__INSTRUCTIONS TO FOLLOW__. Give back word for word every line from the one that includes "target: building window" through the last line of the listing, and nothing besides.
•••
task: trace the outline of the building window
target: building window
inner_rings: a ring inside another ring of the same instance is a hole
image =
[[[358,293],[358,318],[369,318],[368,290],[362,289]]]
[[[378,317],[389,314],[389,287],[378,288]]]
•••
__TASK RESPONSE__.
target: building window
inner_rings: a ring inside another ring of the same instance is a hole
image =
[[[358,293],[358,318],[369,318],[368,290],[362,289]]]
[[[378,317],[389,314],[389,287],[378,288]]]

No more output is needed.